Provided text:

***

Research tells us that human adults, toddlers, rats, chicks and even fish routinely and automatically accomplish this kind of "reorientation" by mentally visualizing the geometry of their surroundings and figuring out where they are in space. Until now, however, we haven't understood that genes may play a part in that ability.
Writing this week in the online Early Edition of the Proceedings of the National Academy of Sciences, a team led by Barbara Landau, the Dick and Lydia Todd Professor in the Department of Cognitive Science at The Johns Hopkins University, for the first time links genes to our ability to navigate the world.
"We found that people with a rare genetic disorder cannot use one of the very basic systems of navigation that is present in humans as early as 18 months and shared across a wide range of species," Landau said. "To our knowledge, this is the first evidence from human studies of a link between the missing genes and the system that we use to reorient ourselves in space."

***

Records supplied:
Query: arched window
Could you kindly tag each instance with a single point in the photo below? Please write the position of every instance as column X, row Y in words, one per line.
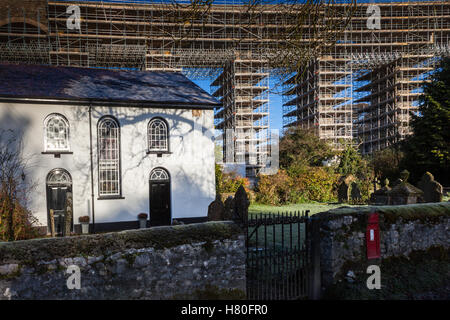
column 158, row 135
column 56, row 133
column 109, row 157
column 59, row 177
column 159, row 174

***

Exercise requirements:
a – According to the text on genes and navigation, what position does Barbara Landau hold?
b – Please condense the paragraph of the text on genes and navigation that begins "Writing this week in the online Early Edition" into a single shorter sentence.

Solutions for each task:
a – She is the Dick and Lydia Todd Professor in the Department of Cognitive Science at The Johns Hopkins University.

b – In this week's online Early Edition of the Proceedings of the National Academy of Sciences, a team led by Johns Hopkins cognitive science professor Barbara Landau links genes to our ability to navigate the world for the first time.